Reproduce all entries precisely, down to the last character.

----

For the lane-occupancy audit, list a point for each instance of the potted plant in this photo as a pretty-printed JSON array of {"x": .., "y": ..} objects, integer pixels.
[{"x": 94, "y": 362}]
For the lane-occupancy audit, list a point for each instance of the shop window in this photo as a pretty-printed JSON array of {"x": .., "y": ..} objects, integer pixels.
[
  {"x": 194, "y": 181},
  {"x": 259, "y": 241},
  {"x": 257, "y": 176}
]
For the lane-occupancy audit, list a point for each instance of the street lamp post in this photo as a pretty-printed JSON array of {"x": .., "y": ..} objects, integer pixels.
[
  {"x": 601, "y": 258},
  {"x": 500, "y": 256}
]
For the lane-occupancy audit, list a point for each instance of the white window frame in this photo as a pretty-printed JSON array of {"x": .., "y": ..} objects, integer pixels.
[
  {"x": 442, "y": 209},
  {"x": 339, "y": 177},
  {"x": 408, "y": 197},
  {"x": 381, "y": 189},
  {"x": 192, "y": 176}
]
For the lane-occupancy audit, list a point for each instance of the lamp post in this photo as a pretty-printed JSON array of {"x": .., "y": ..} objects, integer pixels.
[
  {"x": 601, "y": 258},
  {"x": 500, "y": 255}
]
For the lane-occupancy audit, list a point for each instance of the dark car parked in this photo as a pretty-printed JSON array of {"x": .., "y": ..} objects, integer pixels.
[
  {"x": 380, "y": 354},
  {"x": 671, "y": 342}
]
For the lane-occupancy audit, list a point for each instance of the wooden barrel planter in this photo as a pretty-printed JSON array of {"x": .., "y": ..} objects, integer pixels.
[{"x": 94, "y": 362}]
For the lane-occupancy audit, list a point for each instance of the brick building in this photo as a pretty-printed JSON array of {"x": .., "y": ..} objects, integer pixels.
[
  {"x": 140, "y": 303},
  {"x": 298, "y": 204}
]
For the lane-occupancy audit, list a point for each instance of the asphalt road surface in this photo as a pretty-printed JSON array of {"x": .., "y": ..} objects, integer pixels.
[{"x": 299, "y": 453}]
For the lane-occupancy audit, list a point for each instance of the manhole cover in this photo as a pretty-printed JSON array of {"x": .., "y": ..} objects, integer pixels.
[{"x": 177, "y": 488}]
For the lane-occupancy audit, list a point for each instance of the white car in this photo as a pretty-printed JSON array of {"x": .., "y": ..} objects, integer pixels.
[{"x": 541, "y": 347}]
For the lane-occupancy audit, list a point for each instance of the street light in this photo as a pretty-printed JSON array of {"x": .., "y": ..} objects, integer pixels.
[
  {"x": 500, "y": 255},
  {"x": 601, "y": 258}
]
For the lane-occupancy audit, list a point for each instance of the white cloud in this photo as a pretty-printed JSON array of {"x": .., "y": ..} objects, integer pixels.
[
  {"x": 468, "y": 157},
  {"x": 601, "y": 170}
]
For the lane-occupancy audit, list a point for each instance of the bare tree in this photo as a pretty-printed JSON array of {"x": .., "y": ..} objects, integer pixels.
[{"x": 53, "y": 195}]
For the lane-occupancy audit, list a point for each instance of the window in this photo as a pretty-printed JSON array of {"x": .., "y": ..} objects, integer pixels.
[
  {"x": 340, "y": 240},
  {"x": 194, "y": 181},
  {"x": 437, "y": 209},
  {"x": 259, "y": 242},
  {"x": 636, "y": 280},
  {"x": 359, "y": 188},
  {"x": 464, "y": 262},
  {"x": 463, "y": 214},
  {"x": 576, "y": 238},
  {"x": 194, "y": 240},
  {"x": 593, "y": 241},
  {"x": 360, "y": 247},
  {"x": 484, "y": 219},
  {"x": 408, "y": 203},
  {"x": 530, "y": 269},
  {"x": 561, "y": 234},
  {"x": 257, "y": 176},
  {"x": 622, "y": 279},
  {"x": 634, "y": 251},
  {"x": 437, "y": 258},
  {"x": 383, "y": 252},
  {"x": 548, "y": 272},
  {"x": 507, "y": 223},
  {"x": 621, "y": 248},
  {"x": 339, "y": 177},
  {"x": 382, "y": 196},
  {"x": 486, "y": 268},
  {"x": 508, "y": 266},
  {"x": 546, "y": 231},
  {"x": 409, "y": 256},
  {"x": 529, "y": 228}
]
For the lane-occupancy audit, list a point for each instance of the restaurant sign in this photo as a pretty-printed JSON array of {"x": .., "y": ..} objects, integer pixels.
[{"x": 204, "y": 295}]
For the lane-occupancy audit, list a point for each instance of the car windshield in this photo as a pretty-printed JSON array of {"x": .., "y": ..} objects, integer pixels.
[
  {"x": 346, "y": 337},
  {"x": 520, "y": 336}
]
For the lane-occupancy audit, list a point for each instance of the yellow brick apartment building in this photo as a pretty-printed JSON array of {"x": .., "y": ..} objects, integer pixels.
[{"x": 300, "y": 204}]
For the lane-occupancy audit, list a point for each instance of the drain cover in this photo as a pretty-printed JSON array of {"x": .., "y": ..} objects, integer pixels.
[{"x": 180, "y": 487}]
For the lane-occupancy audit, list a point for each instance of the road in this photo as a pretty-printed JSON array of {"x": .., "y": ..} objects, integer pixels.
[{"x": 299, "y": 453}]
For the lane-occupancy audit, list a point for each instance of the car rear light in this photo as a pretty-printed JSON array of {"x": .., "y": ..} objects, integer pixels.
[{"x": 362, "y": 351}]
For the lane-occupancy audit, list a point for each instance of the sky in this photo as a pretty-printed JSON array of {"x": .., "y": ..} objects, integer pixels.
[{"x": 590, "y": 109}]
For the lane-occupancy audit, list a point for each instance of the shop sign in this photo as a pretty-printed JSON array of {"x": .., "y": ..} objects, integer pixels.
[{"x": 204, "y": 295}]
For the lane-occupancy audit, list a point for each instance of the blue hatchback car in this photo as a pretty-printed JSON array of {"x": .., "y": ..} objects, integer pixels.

----

__Written answer__:
For the lane-occupancy audit, list a point for each instance of the potted plant in this photo as a pretty-printed JSON array of {"x": .., "y": ..} objects, integer pixels.
[{"x": 94, "y": 362}]
For the lane-occupancy audit, list a point for each instance of the shop window in this photo as a pretty-printed JSON array of {"x": .., "y": ..} objects, integer pixels.
[
  {"x": 194, "y": 181},
  {"x": 259, "y": 241},
  {"x": 257, "y": 176}
]
For the lane-occupancy audit, list a point for each instance of the street lamp post in this photo as a pretty-printed JSON array of {"x": .., "y": ..} objects, integer pixels.
[
  {"x": 601, "y": 258},
  {"x": 500, "y": 256}
]
For the lane-occupancy audit, list a point for each instance of the white window frame in this photo as a pretty-printed JSON array of {"x": .., "y": ..} objects, integer pixels.
[
  {"x": 442, "y": 209},
  {"x": 339, "y": 177},
  {"x": 408, "y": 197},
  {"x": 381, "y": 189},
  {"x": 192, "y": 176}
]
For the lane-occupancy audit, list a point for each instance of the lamp post in this photo as a pretty-printed JSON array of {"x": .., "y": ..} objects, integer pixels.
[
  {"x": 601, "y": 258},
  {"x": 500, "y": 255}
]
For the lane-occupancy audit, list a point for each instance of the dark car parked in this photo as a pretty-printed JSON array of {"x": .., "y": ..} objects, integer pixels.
[
  {"x": 380, "y": 354},
  {"x": 671, "y": 342}
]
For the lane-occupancy audit, list a point for each instance of the wooden barrel planter in this photo as a pretty-printed JSON array of {"x": .., "y": ..} objects, integer pixels.
[{"x": 94, "y": 362}]
For the lane-occupancy audit, list a point for each instance of the brick building in this photo as a pretty-printed JSON array of {"x": .., "y": ..} objects, integer pixels.
[
  {"x": 140, "y": 303},
  {"x": 298, "y": 204}
]
For the lane-occupancy audit, list a point for each instance of the asphalt road surface in this photo as a pretty-printed JSON array of {"x": .., "y": ..} objects, integer pixels.
[{"x": 299, "y": 453}]
For the lane-occupancy audit, list a point for each instance of the manhole cover in this photo as a pretty-printed JSON array of {"x": .., "y": ..} objects, integer pixels.
[{"x": 177, "y": 488}]
For the lane-occupancy audit, list a point for each instance of the white car in this photo as a pretty-printed JSON array of {"x": .., "y": ..} objects, integer pixels.
[{"x": 541, "y": 347}]
For the lane-occupancy audit, list a point for each instance of the street light in this photo as a pretty-printed JSON array of {"x": .., "y": ..} objects, integer pixels.
[
  {"x": 500, "y": 255},
  {"x": 601, "y": 258}
]
For the lane-occupancy audit, list a point for each instance of the white cloud in this photo as a pretty-printed JSON array of {"x": .., "y": ..} objects, integer pixels.
[
  {"x": 468, "y": 157},
  {"x": 601, "y": 170}
]
For the lane-occupancy audit, list a point for each instance of the bare tree in this photo as a pretty-printed JSON array of {"x": .., "y": ..} objects, integer pixels.
[{"x": 53, "y": 195}]
For the lane-occupancy audit, list a point for each instance of the window in this photo as a pretty-printed JSON array of {"x": .., "y": ..} objects, integer pixels.
[
  {"x": 340, "y": 240},
  {"x": 194, "y": 181},
  {"x": 437, "y": 209},
  {"x": 259, "y": 242},
  {"x": 636, "y": 280},
  {"x": 359, "y": 188},
  {"x": 464, "y": 262},
  {"x": 463, "y": 214},
  {"x": 576, "y": 238},
  {"x": 194, "y": 240},
  {"x": 593, "y": 241},
  {"x": 360, "y": 247},
  {"x": 484, "y": 219},
  {"x": 408, "y": 203},
  {"x": 530, "y": 269},
  {"x": 561, "y": 234},
  {"x": 257, "y": 176},
  {"x": 622, "y": 279},
  {"x": 634, "y": 251},
  {"x": 437, "y": 258},
  {"x": 383, "y": 252},
  {"x": 548, "y": 272},
  {"x": 507, "y": 223},
  {"x": 621, "y": 248},
  {"x": 339, "y": 177},
  {"x": 382, "y": 196},
  {"x": 486, "y": 268},
  {"x": 508, "y": 266},
  {"x": 546, "y": 231},
  {"x": 409, "y": 256},
  {"x": 529, "y": 228}
]
For the lane-occupancy audit, list a point for each instance of the restaurant sign in this photo as a pretty-printed JSON array of {"x": .., "y": ..} objects, integer pixels.
[{"x": 204, "y": 295}]
For the lane-occupancy audit, list a point for each instance of the car windshield in this photo as a pretty-printed JSON array of {"x": .., "y": ..} objects, integer pixels.
[
  {"x": 346, "y": 337},
  {"x": 520, "y": 336}
]
For the lane-occupancy audit, list a point for each instance of the yellow brick apartment building in this photo as a pretty-printed JSON array of {"x": .., "y": ..} objects, integer pixels.
[{"x": 300, "y": 204}]
For the lane-occupancy audit, list a point for each instance of the drain cover in this photo as a pretty-printed JSON array of {"x": .., "y": ..} objects, integer pixels.
[{"x": 180, "y": 487}]
For the lane-occupancy audit, list a point for each instance of the road in this photo as a pretty-printed JSON array of {"x": .., "y": ..} objects, integer pixels.
[{"x": 299, "y": 453}]
For the lane-occupancy audit, list a point for each instance of the car rear light in this photo as a pretty-printed JSON array of {"x": .., "y": ..} objects, integer pixels.
[{"x": 362, "y": 351}]
For the lane-occupancy audit, list a point for each instance of the sky in this photo as a pretty-printed JSON array of {"x": .., "y": ..} objects, integer pixels.
[{"x": 590, "y": 109}]
For the lane-occupancy audit, list a point for each instance of the shop sign in this photo as a pretty-printed JSON array of {"x": .., "y": ..} objects, integer pixels.
[{"x": 204, "y": 295}]
For the lane-occupancy audit, list a point for each instance of the blue hatchback car in this photo as a pretty-printed JSON array of {"x": .., "y": ..} objects, integer pixels.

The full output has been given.